### DATA RECORDS
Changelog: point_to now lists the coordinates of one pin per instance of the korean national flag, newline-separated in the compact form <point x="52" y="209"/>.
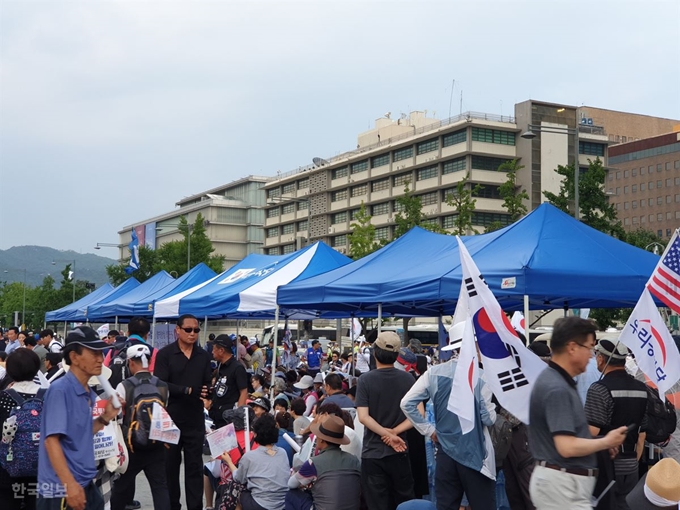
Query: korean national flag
<point x="510" y="369"/>
<point x="654" y="349"/>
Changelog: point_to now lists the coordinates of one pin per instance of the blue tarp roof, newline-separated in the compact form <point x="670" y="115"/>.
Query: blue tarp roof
<point x="125" y="305"/>
<point x="67" y="312"/>
<point x="249" y="288"/>
<point x="548" y="255"/>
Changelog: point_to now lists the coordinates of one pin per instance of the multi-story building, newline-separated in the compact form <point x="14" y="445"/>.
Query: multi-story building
<point x="234" y="218"/>
<point x="644" y="183"/>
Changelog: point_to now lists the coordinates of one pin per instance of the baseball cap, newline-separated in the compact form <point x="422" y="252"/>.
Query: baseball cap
<point x="87" y="337"/>
<point x="388" y="341"/>
<point x="611" y="349"/>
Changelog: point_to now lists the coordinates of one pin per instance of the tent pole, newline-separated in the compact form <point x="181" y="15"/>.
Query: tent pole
<point x="526" y="318"/>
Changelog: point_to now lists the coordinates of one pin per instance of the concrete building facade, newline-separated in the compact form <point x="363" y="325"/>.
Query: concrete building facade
<point x="644" y="183"/>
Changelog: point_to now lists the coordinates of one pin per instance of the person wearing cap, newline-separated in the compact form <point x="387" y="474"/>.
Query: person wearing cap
<point x="616" y="400"/>
<point x="66" y="465"/>
<point x="185" y="366"/>
<point x="151" y="460"/>
<point x="344" y="468"/>
<point x="306" y="385"/>
<point x="231" y="380"/>
<point x="314" y="356"/>
<point x="559" y="437"/>
<point x="658" y="488"/>
<point x="386" y="477"/>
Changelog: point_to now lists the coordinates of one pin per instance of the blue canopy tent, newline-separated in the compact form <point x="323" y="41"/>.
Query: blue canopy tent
<point x="248" y="290"/>
<point x="548" y="257"/>
<point x="124" y="305"/>
<point x="67" y="312"/>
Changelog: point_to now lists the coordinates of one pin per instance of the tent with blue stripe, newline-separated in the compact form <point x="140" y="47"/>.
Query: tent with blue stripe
<point x="548" y="256"/>
<point x="248" y="290"/>
<point x="68" y="312"/>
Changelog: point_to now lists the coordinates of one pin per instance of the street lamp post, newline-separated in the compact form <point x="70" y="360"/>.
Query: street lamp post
<point x="73" y="277"/>
<point x="531" y="134"/>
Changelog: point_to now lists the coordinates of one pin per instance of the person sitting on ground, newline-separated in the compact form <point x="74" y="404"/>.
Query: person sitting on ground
<point x="264" y="471"/>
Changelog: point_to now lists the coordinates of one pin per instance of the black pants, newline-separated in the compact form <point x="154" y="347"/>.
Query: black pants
<point x="453" y="479"/>
<point x="191" y="442"/>
<point x="152" y="462"/>
<point x="92" y="496"/>
<point x="387" y="482"/>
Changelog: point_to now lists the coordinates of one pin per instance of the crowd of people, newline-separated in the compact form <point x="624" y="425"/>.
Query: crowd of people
<point x="368" y="427"/>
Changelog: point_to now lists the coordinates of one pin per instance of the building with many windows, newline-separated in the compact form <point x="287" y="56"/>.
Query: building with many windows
<point x="644" y="183"/>
<point x="234" y="217"/>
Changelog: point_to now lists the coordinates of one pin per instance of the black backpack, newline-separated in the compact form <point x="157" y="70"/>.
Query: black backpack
<point x="661" y="418"/>
<point x="140" y="396"/>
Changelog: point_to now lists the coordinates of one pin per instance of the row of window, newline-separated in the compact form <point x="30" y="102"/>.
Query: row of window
<point x="650" y="169"/>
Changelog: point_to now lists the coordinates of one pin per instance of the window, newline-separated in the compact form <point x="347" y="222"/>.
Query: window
<point x="358" y="191"/>
<point x="427" y="173"/>
<point x="486" y="191"/>
<point x="453" y="138"/>
<point x="339" y="172"/>
<point x="338" y="218"/>
<point x="336" y="196"/>
<point x="378" y="209"/>
<point x="453" y="165"/>
<point x="429" y="198"/>
<point x="400" y="180"/>
<point x="591" y="149"/>
<point x="493" y="136"/>
<point x="487" y="163"/>
<point x="339" y="240"/>
<point x="380" y="185"/>
<point x="427" y="146"/>
<point x="382" y="160"/>
<point x="405" y="153"/>
<point x="381" y="233"/>
<point x="360" y="166"/>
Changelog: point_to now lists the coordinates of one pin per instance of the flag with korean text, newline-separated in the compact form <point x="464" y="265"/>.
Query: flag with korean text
<point x="133" y="265"/>
<point x="651" y="343"/>
<point x="510" y="369"/>
<point x="462" y="396"/>
<point x="665" y="280"/>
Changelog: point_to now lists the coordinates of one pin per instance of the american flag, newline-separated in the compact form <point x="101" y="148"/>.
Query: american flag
<point x="665" y="280"/>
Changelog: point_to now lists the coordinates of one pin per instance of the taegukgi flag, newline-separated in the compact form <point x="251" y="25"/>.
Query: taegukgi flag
<point x="651" y="343"/>
<point x="510" y="369"/>
<point x="462" y="396"/>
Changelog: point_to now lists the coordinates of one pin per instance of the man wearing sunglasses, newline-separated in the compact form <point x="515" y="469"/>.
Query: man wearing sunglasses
<point x="185" y="367"/>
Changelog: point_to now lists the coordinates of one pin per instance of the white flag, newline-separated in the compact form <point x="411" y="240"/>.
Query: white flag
<point x="649" y="340"/>
<point x="462" y="397"/>
<point x="510" y="368"/>
<point x="517" y="322"/>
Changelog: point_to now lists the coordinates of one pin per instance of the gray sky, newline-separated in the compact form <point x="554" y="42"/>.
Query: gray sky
<point x="110" y="112"/>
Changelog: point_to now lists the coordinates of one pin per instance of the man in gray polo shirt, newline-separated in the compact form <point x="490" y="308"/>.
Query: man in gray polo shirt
<point x="559" y="438"/>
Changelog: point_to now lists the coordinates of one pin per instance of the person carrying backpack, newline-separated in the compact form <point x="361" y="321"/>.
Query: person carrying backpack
<point x="21" y="403"/>
<point x="140" y="391"/>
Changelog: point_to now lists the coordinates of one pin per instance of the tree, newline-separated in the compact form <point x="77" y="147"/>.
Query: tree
<point x="463" y="202"/>
<point x="594" y="207"/>
<point x="362" y="239"/>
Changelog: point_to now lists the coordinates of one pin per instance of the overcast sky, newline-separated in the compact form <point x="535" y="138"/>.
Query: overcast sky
<point x="113" y="111"/>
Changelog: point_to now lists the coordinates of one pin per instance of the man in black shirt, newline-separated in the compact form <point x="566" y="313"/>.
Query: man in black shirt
<point x="185" y="366"/>
<point x="231" y="380"/>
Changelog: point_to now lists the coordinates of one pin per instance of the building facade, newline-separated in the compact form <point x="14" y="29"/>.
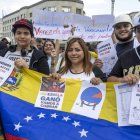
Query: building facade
<point x="73" y="6"/>
<point x="1" y="29"/>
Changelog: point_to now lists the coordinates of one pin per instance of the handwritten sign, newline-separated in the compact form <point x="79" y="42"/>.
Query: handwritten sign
<point x="6" y="67"/>
<point x="57" y="25"/>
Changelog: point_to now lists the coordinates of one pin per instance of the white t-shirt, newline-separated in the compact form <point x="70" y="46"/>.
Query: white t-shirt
<point x="81" y="76"/>
<point x="17" y="55"/>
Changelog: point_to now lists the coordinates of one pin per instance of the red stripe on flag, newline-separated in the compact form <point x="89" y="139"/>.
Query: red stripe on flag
<point x="11" y="137"/>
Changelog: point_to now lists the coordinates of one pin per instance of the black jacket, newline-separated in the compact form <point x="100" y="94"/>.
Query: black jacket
<point x="38" y="60"/>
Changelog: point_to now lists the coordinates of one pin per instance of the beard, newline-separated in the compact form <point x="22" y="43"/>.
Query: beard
<point x="124" y="39"/>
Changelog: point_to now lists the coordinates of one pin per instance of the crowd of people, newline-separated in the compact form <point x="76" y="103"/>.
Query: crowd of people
<point x="46" y="56"/>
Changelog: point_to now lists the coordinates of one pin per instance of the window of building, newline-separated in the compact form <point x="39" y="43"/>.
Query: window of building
<point x="78" y="11"/>
<point x="66" y="9"/>
<point x="52" y="9"/>
<point x="30" y="15"/>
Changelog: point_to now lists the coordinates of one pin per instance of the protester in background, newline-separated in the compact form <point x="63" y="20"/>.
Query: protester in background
<point x="23" y="53"/>
<point x="136" y="23"/>
<point x="51" y="50"/>
<point x="128" y="70"/>
<point x="123" y="36"/>
<point x="39" y="43"/>
<point x="78" y="65"/>
<point x="5" y="43"/>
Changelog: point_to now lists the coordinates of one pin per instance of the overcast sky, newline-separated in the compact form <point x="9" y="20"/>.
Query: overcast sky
<point x="91" y="7"/>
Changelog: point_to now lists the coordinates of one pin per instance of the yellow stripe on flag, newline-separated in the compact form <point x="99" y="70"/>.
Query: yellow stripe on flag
<point x="29" y="87"/>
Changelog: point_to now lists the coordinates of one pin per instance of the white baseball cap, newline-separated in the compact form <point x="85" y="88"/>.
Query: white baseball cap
<point x="121" y="19"/>
<point x="136" y="20"/>
<point x="8" y="39"/>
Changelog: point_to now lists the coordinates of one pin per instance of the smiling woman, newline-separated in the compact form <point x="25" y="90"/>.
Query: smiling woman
<point x="78" y="65"/>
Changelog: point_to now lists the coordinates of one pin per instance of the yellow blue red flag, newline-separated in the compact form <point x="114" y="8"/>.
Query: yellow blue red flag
<point x="22" y="121"/>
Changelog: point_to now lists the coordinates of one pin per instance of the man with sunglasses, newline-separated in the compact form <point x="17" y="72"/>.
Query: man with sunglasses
<point x="124" y="35"/>
<point x="127" y="68"/>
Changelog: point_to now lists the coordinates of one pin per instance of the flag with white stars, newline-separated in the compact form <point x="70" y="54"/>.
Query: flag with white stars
<point x="22" y="121"/>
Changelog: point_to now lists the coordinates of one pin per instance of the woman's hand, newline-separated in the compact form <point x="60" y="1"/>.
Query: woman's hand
<point x="130" y="79"/>
<point x="55" y="77"/>
<point x="96" y="81"/>
<point x="53" y="53"/>
<point x="98" y="63"/>
<point x="21" y="63"/>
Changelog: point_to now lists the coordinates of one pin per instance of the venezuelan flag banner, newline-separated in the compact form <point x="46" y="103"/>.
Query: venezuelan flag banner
<point x="22" y="121"/>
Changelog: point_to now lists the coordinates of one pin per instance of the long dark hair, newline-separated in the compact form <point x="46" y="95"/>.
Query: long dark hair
<point x="87" y="65"/>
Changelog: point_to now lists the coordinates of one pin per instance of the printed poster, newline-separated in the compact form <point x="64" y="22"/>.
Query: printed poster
<point x="134" y="117"/>
<point x="6" y="68"/>
<point x="107" y="53"/>
<point x="123" y="97"/>
<point x="90" y="100"/>
<point x="51" y="94"/>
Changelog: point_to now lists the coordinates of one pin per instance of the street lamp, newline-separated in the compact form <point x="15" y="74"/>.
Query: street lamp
<point x="112" y="7"/>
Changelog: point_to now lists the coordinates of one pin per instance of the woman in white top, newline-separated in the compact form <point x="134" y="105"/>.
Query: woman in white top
<point x="77" y="63"/>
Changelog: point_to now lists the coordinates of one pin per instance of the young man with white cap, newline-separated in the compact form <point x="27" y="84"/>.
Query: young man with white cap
<point x="128" y="70"/>
<point x="23" y="54"/>
<point x="124" y="34"/>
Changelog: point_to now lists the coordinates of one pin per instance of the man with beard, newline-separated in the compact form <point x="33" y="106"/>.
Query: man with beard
<point x="124" y="35"/>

### GOAL
Print exactly the lines from the one with "of the woman's" through the end of the data, inclusive.

### COMPLETE RESPONSE
Changelog: point_to now lists the coordinates of one pin per instance of the woman's hand, newline-separated in the compact form <point x="60" y="1"/>.
Query: woman's hand
<point x="130" y="79"/>
<point x="55" y="77"/>
<point x="96" y="81"/>
<point x="53" y="53"/>
<point x="98" y="63"/>
<point x="21" y="63"/>
Changelog: point_to now lists the coordinates of one pin per instance of the venezuelan flag banner, newline-separated in the compact form <point x="46" y="103"/>.
Query: venezuelan flag banner
<point x="22" y="121"/>
Changelog: point_to now lists the coordinates of one pin per instance of the long dark hair, newline-separated in the compact form <point x="46" y="95"/>.
Query: long dark hair
<point x="87" y="65"/>
Changelog: point_to now lists the coordinates of one pin per instance of the printed poster, newline-separated in the compact form <point x="64" y="22"/>.
Query: printed poster
<point x="134" y="117"/>
<point x="6" y="68"/>
<point x="107" y="53"/>
<point x="123" y="97"/>
<point x="90" y="100"/>
<point x="51" y="94"/>
Changelog: point_to now lists the coordinates of one pin per instance of the street lamp, newline-separated in the compact form <point x="15" y="74"/>.
Query: street lamp
<point x="112" y="7"/>
Changelog: point_to now lists the coordinates of one pin per instance of the woman in white top, newline-separated in the compact form <point x="134" y="105"/>.
Query: woman in white top
<point x="77" y="63"/>
Changelog: point_to now lists the coordinates of one pin per instance of the young man with white cap, newline-separated in the compact form <point x="27" y="84"/>.
Query: young man with white cap
<point x="128" y="70"/>
<point x="23" y="54"/>
<point x="124" y="34"/>
Changelog: point_to now lists the coordinates of one pin per instance of the man with beard, newline-separated in the compact form <point x="33" y="106"/>.
Query: man with beard
<point x="124" y="35"/>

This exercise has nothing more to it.